[Free-text object descriptions]
⟨

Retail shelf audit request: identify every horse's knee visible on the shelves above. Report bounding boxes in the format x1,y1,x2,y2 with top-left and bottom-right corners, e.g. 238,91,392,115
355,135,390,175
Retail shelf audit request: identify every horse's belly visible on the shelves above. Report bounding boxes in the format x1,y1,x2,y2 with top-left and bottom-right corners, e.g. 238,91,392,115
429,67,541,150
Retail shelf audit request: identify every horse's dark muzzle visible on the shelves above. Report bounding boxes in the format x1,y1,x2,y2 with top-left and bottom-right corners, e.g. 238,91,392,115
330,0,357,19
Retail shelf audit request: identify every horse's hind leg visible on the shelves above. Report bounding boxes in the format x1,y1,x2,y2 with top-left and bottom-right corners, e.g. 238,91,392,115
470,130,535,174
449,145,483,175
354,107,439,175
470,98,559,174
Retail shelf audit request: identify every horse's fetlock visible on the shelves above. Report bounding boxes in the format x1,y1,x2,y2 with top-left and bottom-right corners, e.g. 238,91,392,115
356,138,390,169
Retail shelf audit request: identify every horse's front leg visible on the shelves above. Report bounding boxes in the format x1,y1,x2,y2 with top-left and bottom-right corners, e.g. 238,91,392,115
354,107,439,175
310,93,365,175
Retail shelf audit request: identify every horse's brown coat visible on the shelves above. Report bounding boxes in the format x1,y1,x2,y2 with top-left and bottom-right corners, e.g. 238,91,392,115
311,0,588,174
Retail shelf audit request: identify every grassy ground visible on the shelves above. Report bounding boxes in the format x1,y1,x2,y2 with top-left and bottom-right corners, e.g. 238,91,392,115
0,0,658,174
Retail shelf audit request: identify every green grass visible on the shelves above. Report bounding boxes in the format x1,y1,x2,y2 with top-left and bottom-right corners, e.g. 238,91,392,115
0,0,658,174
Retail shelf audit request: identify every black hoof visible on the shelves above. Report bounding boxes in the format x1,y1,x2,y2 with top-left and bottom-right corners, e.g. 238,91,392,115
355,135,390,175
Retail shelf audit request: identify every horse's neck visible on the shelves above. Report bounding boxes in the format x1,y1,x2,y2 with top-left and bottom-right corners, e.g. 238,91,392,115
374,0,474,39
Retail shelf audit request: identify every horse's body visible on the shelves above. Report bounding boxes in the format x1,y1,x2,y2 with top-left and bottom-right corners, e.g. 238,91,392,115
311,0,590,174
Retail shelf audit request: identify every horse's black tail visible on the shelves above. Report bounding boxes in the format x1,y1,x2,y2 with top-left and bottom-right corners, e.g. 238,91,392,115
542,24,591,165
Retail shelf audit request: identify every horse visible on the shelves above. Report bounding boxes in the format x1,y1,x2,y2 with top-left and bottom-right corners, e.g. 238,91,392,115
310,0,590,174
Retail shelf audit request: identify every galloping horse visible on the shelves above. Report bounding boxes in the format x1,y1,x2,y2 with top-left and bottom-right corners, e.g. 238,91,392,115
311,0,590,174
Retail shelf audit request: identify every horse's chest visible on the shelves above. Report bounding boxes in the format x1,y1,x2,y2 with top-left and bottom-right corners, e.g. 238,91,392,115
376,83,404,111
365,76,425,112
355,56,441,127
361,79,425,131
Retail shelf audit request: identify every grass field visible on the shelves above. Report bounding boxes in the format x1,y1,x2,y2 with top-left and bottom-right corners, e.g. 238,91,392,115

⟩

Problem description: Output every record above in full, exactly as it reads.

Your solution:
Retail shelf audit request: identify every horse's knee visible on the shelves above. Report bounding boxes in the format x1,y1,x2,y2 with top-left and bottom-right corners, e.g. 238,91,392,115
355,135,390,175
Retail shelf audit request: identify every horse's belly visible on the shelves above. Report bounding boxes in the format x1,y1,x2,y2 with top-left and bottom-right corners, e.g. 238,91,392,115
429,67,541,150
Retail shelf audit request: identify every horse's dark muzzle visible on the shelves above. Report bounding boxes in the format x1,y1,x2,y2 with top-left and bottom-right corners, e.g. 238,91,392,115
330,0,357,19
Retail shelf audit request: identify every horse's hind leg visible on the shelves above. Report bounding boxes in the format x1,y1,x2,y2 with top-left and bottom-right corners, e.g. 238,91,392,115
470,130,535,174
449,145,483,175
354,107,439,175
470,98,559,174
Retail shelf audit request: identify every horse's fetlock visible on the shelves above. Report bounding boxes in the format x1,y1,x2,y2 with top-left and bottom-right corners, e.g. 238,91,392,115
356,138,390,169
Retail shelf audit request: identify every horse's front leg visible on the shelves above. Report bounding boxes in the format x1,y1,x2,y2 with top-left and bottom-right corners, e.g. 238,91,392,115
354,107,439,175
310,93,365,175
Retail shelf audit request: identify every horse's brown coat visible on the shelves above. Report bounding boxes in the format x1,y1,x2,y2 with top-left and bottom-right corners, e.g. 238,91,392,115
311,0,588,174
Retail shelf audit request: identify every grassy ground visible on the shelves above. Report bounding boxes in the format x1,y1,x2,y2 with top-left and bottom-right corners, e.g. 238,91,392,115
0,0,658,174
Retail shelf audit request: identify every green grass visible on the shelves above. Report bounding boxes in the format x1,y1,x2,y2 with top-left and bottom-right corners, e.g. 238,91,392,115
0,0,658,174
Retail shelf audit request: identify every black hoof visible on the shelves above. Report bounding boxes in the format x1,y1,x2,y2 with top-left and bottom-right corners, e.g. 238,91,392,115
355,135,390,175
Retail shelf audit request: identify every horse's neck visible on the shelves above. Report bounding boxes in the format x1,y1,x2,y2 with top-left and bottom-right corners, e.g. 238,91,392,115
374,0,474,39
Retail shelf audit request: identify every horse's body visible on the shelves above. Report bounding boxes in the format x1,y1,x2,y2 with top-left and bottom-right corners, e.g. 238,91,392,115
311,0,590,174
Retail shelf audit request: identify every horse's black tail visible on the shelves above. Report bounding boxes in the format x1,y1,x2,y2 with top-left and bottom-right corners, e.g. 238,91,392,115
542,24,591,165
Retail shelf audit request: identify every horse visible on the shelves above. Report bounding boxes in the format x1,y1,x2,y2 with top-left and bottom-right corners, e.g. 238,91,392,115
310,0,590,174
Retail shelf audit request: identify every galloping horse visible on the shelves above. Report bounding boxes in the format x1,y1,x2,y2 with top-left and bottom-right corners, e.g. 238,91,392,115
311,0,590,174
Retail shelf audit request: identify every horse's chest visible on the shelves above. Report bounding boxes in the format x1,y1,x2,y2 with top-left and bottom-right corners, e.g. 238,91,392,115
376,83,404,111
365,76,425,112
355,56,441,127
361,79,425,131
Retail shelf audit request: identify every grass field visible on the shelves above. Report bounding boxes in the format x1,y1,x2,y2 with top-left and bottom-right corners, e.g. 238,91,392,115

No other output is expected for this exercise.